● **Provided entries**
◆ ◆ ◆ ◆

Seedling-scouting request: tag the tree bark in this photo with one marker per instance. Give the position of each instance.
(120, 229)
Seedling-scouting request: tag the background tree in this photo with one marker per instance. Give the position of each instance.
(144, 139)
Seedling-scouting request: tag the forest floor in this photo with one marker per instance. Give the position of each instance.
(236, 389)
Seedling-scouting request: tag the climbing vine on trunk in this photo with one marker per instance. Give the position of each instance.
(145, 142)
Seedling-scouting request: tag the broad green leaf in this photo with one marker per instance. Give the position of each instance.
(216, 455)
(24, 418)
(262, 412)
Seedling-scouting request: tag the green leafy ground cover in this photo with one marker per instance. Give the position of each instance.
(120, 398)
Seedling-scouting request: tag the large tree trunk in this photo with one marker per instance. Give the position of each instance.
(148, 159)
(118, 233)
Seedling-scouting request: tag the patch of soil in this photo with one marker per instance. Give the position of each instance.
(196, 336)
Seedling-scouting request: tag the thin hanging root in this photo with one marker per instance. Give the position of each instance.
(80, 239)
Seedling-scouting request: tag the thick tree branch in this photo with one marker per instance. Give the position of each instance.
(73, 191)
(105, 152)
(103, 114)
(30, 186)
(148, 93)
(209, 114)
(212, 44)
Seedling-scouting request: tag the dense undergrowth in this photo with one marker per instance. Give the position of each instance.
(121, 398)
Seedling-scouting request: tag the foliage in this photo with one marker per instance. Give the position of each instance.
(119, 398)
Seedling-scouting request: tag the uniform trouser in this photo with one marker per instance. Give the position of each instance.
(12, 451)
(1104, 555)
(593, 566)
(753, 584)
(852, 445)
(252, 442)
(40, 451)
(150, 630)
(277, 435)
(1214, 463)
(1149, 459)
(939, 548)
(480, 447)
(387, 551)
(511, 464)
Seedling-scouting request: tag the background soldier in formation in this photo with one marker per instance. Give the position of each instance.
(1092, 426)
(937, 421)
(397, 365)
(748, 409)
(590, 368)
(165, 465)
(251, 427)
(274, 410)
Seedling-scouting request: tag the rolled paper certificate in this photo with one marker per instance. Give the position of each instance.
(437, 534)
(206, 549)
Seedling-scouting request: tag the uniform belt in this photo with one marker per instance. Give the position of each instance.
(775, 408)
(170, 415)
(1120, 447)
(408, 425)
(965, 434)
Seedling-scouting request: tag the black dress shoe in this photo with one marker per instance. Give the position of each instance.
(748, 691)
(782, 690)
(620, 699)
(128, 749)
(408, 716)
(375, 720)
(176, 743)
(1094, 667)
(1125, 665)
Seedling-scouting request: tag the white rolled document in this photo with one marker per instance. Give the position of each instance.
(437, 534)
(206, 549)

◆ ◆ ◆ ◆

● **The request**
Set out every line of the entries above as a Markdown table, skipping blank lines. Use a column named No. for the row number and a column named Entry Line for the line itself.

● **Correct output**
| No. | Entry Line |
|---|---|
| 1 | Seedling-scouting request: tag the tree bark in this photo with one marker per instance. Give the position of each instance. |
| 2 | (120, 229) |
| 3 | Seedling-scouting request: tag the background tree in this photo with one marker per instance. Give the position of each instance. |
| 4 | (144, 139) |
| 5 | Seedling-scouting request: tag the forest floor in this photo with one marker per instance. Give the position of each instance. |
| 6 | (236, 389) |
| 7 | Seedling-scouting request: tag the climbing vine on trunk in this photo with one marker per instance. Give the position of each instance. |
| 8 | (145, 142) |
| 9 | Seedling-scouting request: tag the broad green leaf in this photo with one marker per instance. Give the position of each instance. |
| 10 | (216, 455) |
| 11 | (24, 418) |
| 12 | (262, 412) |
| 13 | Seedling-scouting request: tag the green leafy ground cover in this photo with one marker per instance. Give the position of each instance. |
| 14 | (120, 398) |
| 15 | Seedling-scouting request: tag the large tree trunk in this photo with one marker per instance. Give the position of each instance. |
| 16 | (148, 159) |
| 17 | (118, 233) |
| 18 | Seedling-scouting request: tag the patch of soil in this photo with one marker per instance. Give the position of each instance. |
| 19 | (196, 336) |
| 20 | Seedling-scouting request: tag the thin hanging root in this photo with one marker per instance. Give the position of each instance. |
| 21 | (80, 239) |
| 22 | Seedling-scouting request: tag the thick tree branch in this photo with one marker per instance. Give the position of each instance. |
| 23 | (73, 191) |
| 24 | (105, 152) |
| 25 | (103, 114) |
| 26 | (30, 186) |
| 27 | (148, 93) |
| 28 | (209, 114) |
| 29 | (212, 44) |
| 30 | Seedling-scouting request: tag the dense undergrowth in this photo with one marker per instance. Give the position of each instance. |
| 31 | (121, 398) |
| 32 | Seedling-scouting request: tag the foliage in this photo with one marker per instance. Give the position of each instance. |
| 33 | (119, 398) |
| 34 | Seedling-scouting request: tag the uniform trouser in this photo with one marker per instance. Give the position of each instance. |
| 35 | (12, 451) |
| 36 | (1104, 555) |
| 37 | (593, 566) |
| 38 | (753, 584) |
| 39 | (852, 445) |
| 40 | (252, 442) |
| 41 | (40, 451) |
| 42 | (150, 630) |
| 43 | (277, 435) |
| 44 | (1214, 463) |
| 45 | (1149, 459) |
| 46 | (939, 548) |
| 47 | (480, 447) |
| 48 | (387, 551) |
| 49 | (511, 464) |
| 50 | Seedling-scouting request: tag the background soldier in formation in this photo with one marker per instance. Give the position of each instance. |
| 51 | (1092, 426) |
| 52 | (937, 421) |
| 53 | (397, 365) |
| 54 | (748, 409) |
| 55 | (590, 368) |
| 56 | (165, 465) |
| 57 | (251, 427) |
| 58 | (274, 410) |
| 59 | Seedling-scouting request: tag the rolled paper certificate in this photo with one marker per instance. Give the position of each instance. |
| 60 | (437, 534) |
| 61 | (206, 549) |
| 62 | Seedling-scouting request: tag the uniform belt in this photo with one marker per instance. Give the position of each instance. |
| 63 | (775, 408) |
| 64 | (170, 415) |
| 65 | (1120, 447) |
| 66 | (408, 425) |
| 67 | (965, 434) |
| 68 | Seedling-scouting request: tag the black dress shoe in this photo with one marker per instance. Give the position of each instance. |
| 69 | (748, 691) |
| 70 | (782, 690) |
| 71 | (620, 699) |
| 72 | (128, 749) |
| 73 | (408, 716) |
| 74 | (375, 720) |
| 75 | (176, 743) |
| 76 | (1094, 667) |
| 77 | (1125, 665) |
| 78 | Seedling-scouting request: tag the white rolled document in this photo with one marker per instance. Give the position of each instance. |
| 79 | (437, 534) |
| 80 | (206, 549) |